++++ Selected passage ++++
Yook-Sam Buidling 63
In March, 2010, my friend Cereba and I spent a day at Building 63, also known as the Yook Sam building. It would be our last “girls day out” before her return home to the states. While it was windy, cool, and as you can tell from the photo, cloudy, we found plenty of fun things to do inside.
Building 63 is a landmark skyscraper in the Seoul area built in 1988 for the Olympics and has, as you may have guessed, 63 stories. These 63 stories distinguished Yook-Sam as the tallest building in Seoul until 2003, when the Hyperion Tower was built. Then, in 2009, the Northeast Asian Trade Tower was “topped-off” and is currently considered the tallest building in Seoul.
Building 63 features “The World’s Tallest Art Gallery” on its 60th floor, an aquarium, wax museum, Imax theater, and myriad shopping opportunities. On a clear day, you can see this golden tower from as far away as Incheon (though, there aren’t many clear days in Seoul). According to wikipedia, “The 63 Building is an iconic landmark of the Miracle on the Han River, symbolizing the nation’s rapid economic achievement in the late 20th century. 63 refers to the building’s 63 official stories, of which 60 are above ground level and 3 are basement floors.
++++ Given information ++++
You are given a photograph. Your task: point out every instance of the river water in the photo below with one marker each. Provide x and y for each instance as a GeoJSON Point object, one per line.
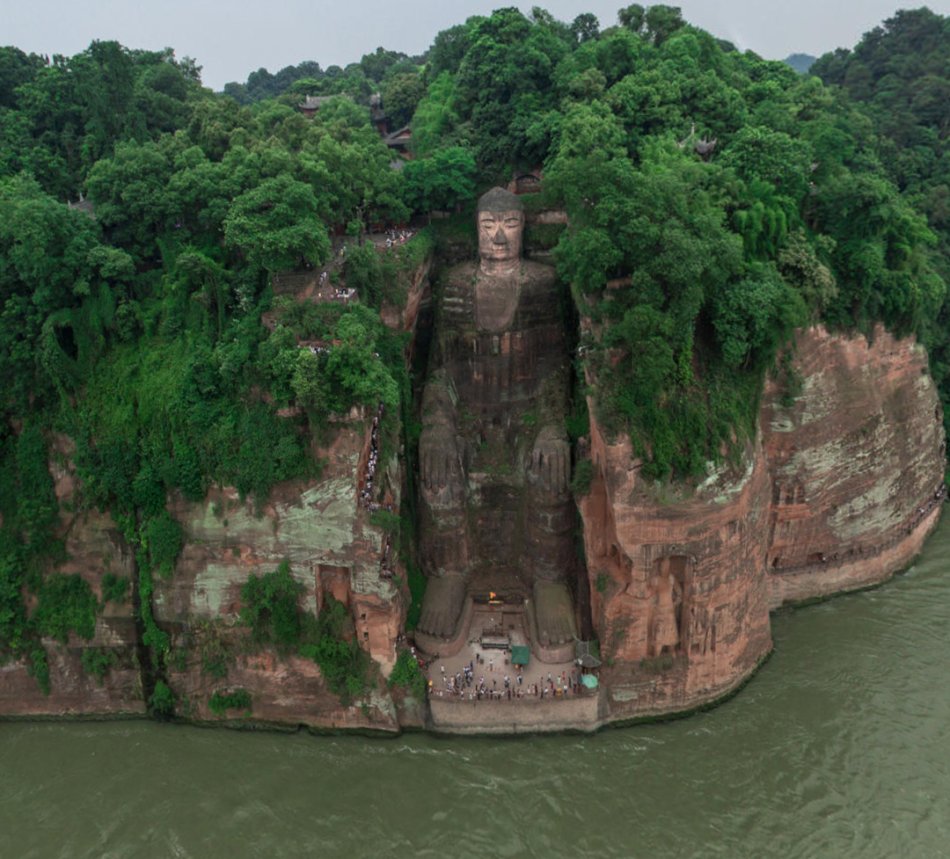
{"type": "Point", "coordinates": [839, 747]}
++++
Quote the stretch of the Building 63 text from "Building 63 is" through "building in Seoul.". The data supplied here are not required.

▸ **Response to this exercise**
Building 63 is a landmark skyscraper in the Seoul area built in 1988 for the Olympics and has, as you may have guessed, 63 stories. These 63 stories distinguished Yook-Sam as the tallest building in Seoul until 2003, when the Hyperion Tower was built. Then, in 2009, the Northeast Asian Trade Tower was “topped-off” and is currently considered the tallest building in Seoul.